EXERCISE DETAILS: Render the listing below as a numbered list, leaving out blank lines and the pictures.

Pointing entries for named objects
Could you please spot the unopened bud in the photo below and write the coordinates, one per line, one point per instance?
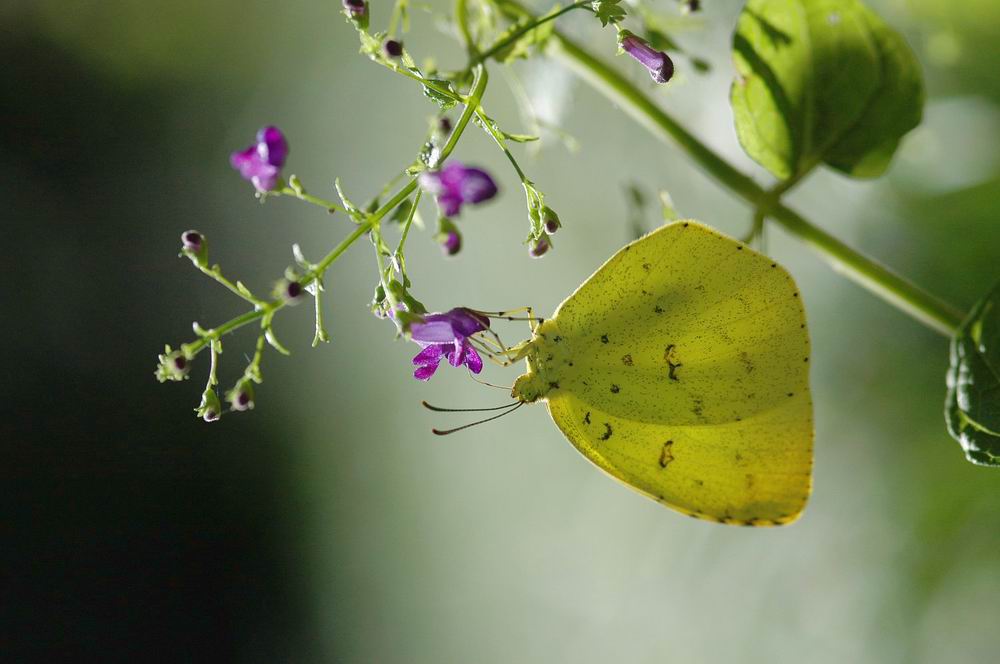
(210, 408)
(174, 365)
(392, 48)
(551, 220)
(539, 247)
(357, 11)
(241, 397)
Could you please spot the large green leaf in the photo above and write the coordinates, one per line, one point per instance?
(822, 81)
(972, 408)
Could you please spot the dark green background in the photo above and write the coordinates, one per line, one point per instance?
(328, 525)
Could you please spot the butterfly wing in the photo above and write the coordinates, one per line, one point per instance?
(681, 368)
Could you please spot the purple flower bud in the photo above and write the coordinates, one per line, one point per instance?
(210, 409)
(658, 63)
(392, 48)
(355, 8)
(174, 365)
(192, 241)
(551, 220)
(241, 397)
(455, 185)
(293, 291)
(447, 335)
(261, 162)
(452, 243)
(539, 247)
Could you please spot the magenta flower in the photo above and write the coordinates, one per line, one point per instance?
(455, 185)
(261, 162)
(447, 335)
(658, 63)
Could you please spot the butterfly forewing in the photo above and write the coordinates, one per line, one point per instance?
(681, 368)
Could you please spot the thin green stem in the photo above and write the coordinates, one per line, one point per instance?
(879, 280)
(329, 206)
(266, 310)
(506, 41)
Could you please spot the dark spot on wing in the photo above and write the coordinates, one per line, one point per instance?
(673, 370)
(667, 453)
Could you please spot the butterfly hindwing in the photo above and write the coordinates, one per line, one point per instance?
(681, 368)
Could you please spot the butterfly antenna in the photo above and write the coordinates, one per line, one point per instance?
(499, 387)
(439, 409)
(511, 409)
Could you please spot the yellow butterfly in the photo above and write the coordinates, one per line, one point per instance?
(681, 368)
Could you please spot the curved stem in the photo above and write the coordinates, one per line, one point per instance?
(268, 309)
(528, 27)
(877, 279)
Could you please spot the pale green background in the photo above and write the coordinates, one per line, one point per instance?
(503, 544)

EXERCISE OUTPUT:
1. Could you please spot the unopened bud in the photo below and write the coordinates, one per line, one point per instance?
2. (210, 408)
3. (174, 365)
4. (392, 48)
5. (551, 220)
6. (539, 247)
7. (357, 11)
8. (241, 397)
9. Could you please spot the large green leaf in the photo above and write the coordinates, one per line, one point per instance?
10. (822, 81)
11. (972, 408)
12. Could you please spot the dark green background in the photo above and write the coordinates, one per line, one point per instance?
13. (328, 525)
14. Could you please spot the butterfly wing in the photo above and write the coordinates, one per line, one point per instance?
15. (681, 368)
16. Could you please spot the purple flower bud in the photo above and write the coordinates, one per line, one point per instance?
17. (210, 409)
18. (658, 63)
19. (392, 48)
20. (355, 8)
21. (174, 365)
22. (192, 241)
23. (551, 220)
24. (241, 397)
25. (455, 185)
26. (293, 291)
27. (447, 335)
28. (261, 162)
29. (452, 243)
30. (539, 247)
31. Could you please spot the magenta flower in the photo above and write the coordinates, one per line, one point per instance?
32. (455, 185)
33. (261, 162)
34. (447, 335)
35. (658, 63)
36. Could you please spot the butterfly forewing in the photo above and write the coordinates, one per line, one point per instance?
37. (681, 368)
38. Could you please spot the thin green stem in the photo above and write the coordinates, one per line, one point per instance?
39. (879, 280)
40. (329, 206)
41. (266, 310)
42. (506, 41)
43. Could you please spot the dark spot on wing in the photo above and write the coordinates, one per line, one point per instance?
44. (673, 370)
45. (667, 453)
46. Could you please spot the butterfly hindwing in the photo above and write the coordinates, one per line, one point per instance?
47. (681, 368)
48. Could you please spot the butterfly antenna in the photo above and write the coordinates, one per line, one point per instance?
49. (499, 387)
50. (439, 409)
51. (511, 409)
52. Could you please spot the yellow butterfly in the photo above and write the coordinates, one per line, one point per instance?
53. (681, 368)
54. Could you please spot the curved stem in the photo above and write the coordinates, one per line, one point per instance?
55. (268, 309)
56. (528, 27)
57. (877, 279)
58. Could you please spot the pale green background in the photo above and write the coordinates, one per line, one point per instance?
59. (503, 544)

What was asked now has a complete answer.